[Opening PAGE EXCERPT section]
NEW ORLEANS (AP) – In a large above-ground pool here, entomologists are breeding front-line mosquito fighters.

Hiding in the fibrous root systems dangling in the brown water, these fighters – hundreds of inch-long, guppy-like minnows – are being raised to be deployed to thousands of festering, flooded-out pools, ponds and hot tubs abandoned in New Orleans and the Gulf Coast since Hurricane Katrina.

Their mission: devour mosquito larvae and, potentially, prevent the spread of diseases like mosquito-borne encephalitis and the sometimes deadly West Nile virus. In the process, they’ll help minimize one of this region’s most annoying summer pests.

The fish have been used to control mosquito populations since the 1930s, but this post-Katrina offensive marks the first time they’ve been harvested by the thousands for deposit into pools that have become scummy breeding tanks for mosquito larvae.

The abundance of standing water and hot summer temperatures can create a mosquito-breeding haven. And with as many as 6,000 abandoned pools in New Orleans alone, mosquito experts say the tiny fish are their biggest allies in protecting the Gulf Coast from a nasty mosquito infestation.

“Just a bucket of water can breed thousands of mosquitoes,” said Ashley Gray, a college student interning this summer with the mosquito control board.

The mosquito fish, which are native to the region, are surface-breathers and capable of surviving in polluted waters with low oxygen levels. Their primary food source is mosquito larvae, though they also can live off algae.

Fast reproducers, one female can give live birth to up to 100 babies every 30 days or so. Each can gobble as many as 100 mosquito larvae a day.

The fish can survive for years and will eat their young if the population gets too high, reducing the risk of overpopulation, said Steve Sackett, another research entomologist for the mosquito control board.

Sackett and his team, with about a dozen volunteers, have put fish into more than 1,000 pools since April 17.
[Closing PAGE EXCERPT section]
[Opening SUPPLIED DATA section]
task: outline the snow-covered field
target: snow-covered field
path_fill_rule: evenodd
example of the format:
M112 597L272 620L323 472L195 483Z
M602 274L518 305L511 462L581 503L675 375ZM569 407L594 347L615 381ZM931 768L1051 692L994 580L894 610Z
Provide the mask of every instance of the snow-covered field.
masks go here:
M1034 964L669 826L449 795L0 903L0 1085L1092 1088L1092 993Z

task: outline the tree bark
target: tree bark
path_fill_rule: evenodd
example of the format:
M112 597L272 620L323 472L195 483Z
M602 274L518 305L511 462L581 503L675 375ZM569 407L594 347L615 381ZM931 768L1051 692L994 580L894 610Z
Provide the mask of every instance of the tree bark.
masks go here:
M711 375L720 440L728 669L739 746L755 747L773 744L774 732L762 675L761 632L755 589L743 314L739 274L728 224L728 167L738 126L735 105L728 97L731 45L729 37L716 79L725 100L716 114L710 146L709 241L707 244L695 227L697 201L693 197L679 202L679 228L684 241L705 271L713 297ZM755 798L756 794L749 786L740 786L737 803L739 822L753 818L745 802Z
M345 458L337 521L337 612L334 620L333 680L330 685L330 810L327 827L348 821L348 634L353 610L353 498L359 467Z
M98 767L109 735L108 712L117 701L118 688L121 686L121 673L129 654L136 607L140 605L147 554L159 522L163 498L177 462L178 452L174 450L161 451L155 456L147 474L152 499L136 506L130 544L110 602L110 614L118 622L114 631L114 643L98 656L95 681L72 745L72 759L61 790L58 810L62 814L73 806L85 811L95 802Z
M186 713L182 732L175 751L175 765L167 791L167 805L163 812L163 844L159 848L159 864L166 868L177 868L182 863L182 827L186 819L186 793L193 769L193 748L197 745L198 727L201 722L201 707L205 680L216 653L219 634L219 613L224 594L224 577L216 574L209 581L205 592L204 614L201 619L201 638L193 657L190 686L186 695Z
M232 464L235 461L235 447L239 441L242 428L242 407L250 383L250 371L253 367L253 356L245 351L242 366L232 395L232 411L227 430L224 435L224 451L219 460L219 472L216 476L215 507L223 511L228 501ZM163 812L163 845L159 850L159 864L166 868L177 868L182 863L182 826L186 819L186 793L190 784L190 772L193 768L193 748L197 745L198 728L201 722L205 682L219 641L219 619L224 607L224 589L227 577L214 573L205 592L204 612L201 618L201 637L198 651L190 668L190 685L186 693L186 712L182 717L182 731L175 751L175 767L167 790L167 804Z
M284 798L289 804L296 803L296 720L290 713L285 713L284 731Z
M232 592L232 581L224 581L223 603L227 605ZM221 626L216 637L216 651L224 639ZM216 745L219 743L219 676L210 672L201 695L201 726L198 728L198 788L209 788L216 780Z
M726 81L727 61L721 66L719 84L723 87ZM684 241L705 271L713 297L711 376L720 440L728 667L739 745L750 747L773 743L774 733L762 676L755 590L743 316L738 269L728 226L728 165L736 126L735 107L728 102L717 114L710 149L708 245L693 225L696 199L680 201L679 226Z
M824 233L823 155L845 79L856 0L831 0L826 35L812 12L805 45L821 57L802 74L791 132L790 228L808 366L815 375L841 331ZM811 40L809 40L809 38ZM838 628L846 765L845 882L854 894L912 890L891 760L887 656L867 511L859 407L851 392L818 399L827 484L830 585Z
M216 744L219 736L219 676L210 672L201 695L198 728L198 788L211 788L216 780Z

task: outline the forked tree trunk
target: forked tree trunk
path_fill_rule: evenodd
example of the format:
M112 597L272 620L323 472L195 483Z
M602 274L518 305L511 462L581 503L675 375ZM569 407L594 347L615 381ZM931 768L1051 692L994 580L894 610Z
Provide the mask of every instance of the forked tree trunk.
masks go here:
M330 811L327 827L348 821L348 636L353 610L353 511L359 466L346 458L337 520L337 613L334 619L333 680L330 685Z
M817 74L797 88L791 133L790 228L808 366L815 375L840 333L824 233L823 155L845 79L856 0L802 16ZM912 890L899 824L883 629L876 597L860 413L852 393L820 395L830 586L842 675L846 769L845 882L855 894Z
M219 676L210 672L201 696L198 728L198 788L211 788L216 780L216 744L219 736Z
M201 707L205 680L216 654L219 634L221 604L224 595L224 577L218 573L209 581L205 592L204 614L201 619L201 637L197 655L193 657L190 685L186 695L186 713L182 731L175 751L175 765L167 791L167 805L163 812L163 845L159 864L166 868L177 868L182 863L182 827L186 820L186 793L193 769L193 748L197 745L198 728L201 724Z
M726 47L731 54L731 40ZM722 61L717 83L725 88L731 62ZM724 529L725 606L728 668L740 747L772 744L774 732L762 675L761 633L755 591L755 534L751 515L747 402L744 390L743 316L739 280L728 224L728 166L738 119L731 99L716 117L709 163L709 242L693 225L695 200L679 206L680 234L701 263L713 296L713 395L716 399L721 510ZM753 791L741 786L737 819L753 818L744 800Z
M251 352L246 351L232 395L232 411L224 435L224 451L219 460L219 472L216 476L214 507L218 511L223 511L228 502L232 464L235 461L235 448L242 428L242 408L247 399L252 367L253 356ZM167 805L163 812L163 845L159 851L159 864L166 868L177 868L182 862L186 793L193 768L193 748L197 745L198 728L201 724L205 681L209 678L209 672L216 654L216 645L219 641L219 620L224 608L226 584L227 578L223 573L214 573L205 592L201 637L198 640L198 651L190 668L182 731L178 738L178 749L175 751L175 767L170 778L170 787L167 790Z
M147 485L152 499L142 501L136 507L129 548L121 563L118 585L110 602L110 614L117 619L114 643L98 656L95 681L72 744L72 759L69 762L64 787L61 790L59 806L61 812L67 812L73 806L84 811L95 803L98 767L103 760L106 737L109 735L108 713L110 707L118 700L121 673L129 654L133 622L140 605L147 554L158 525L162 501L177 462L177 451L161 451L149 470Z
[Closing SUPPLIED DATA section]
▸ PROBLEM TO WORK ON
Continue the news article on mosquito fish bred to fight mosquitoes in New Orleans, picking up after its final sentence.

▸ TASK ANSWER
In some cases, they found pools that already had fish living in them, deposited from ditches and other waterways during the massive flooding that followed the August storm. Some pools also have become home to other natural mosquito predators like beetles, frogs, turtles and aquatic insects.

“The pools have become ponds,” Sackett said.

So far this year, a severe drought has helped keep mosquito larvae to a minimum, and there have been no reports of West Nile virus in Louisiana, according to the Centers for Disease Control and Prevention.

But there have been at least four reports of West Nile in humans in other states: two in Texas, one in Mississippi and one in Colorado.

Last year, Louisiana had 188 West Nile virus cases, including 11 deaths. The state’s worst West Nile season was in 2002, when it had 329 cases and 25 deaths.

Now that the summer heat has set in, mosquitoes are laying eggs, and mosquito control officials say they’re concerned about what will happen when the drought ends and the Gulf Coast starts getting more rain.

“If we get into a period of heavy rainfall, all the containers – containers in abandoned yards, toys, boats and everything else that can hold water – are perfect reservoirs for mosquito breeding,” Sackett said.